## Task details:
Copy the listing exactly, leaving out every picture.

## Recorded data:
-=-=-

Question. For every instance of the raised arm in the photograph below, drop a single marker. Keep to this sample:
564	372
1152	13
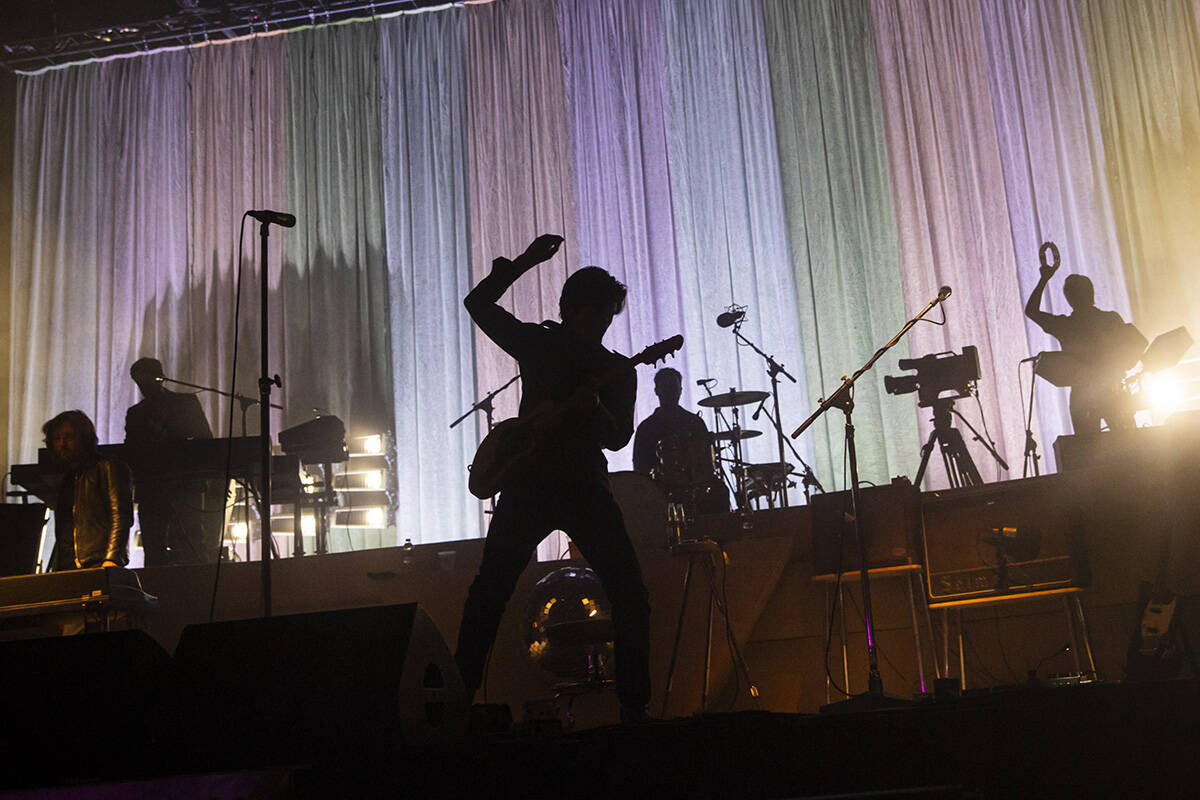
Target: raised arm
483	304
1033	306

-=-=-

## Answer to the problem:
Question. For every instance of the raised arm in the photograph below, drop a single marker. Keep to this sample:
564	372
1152	13
Target: raised arm
483	304
1033	306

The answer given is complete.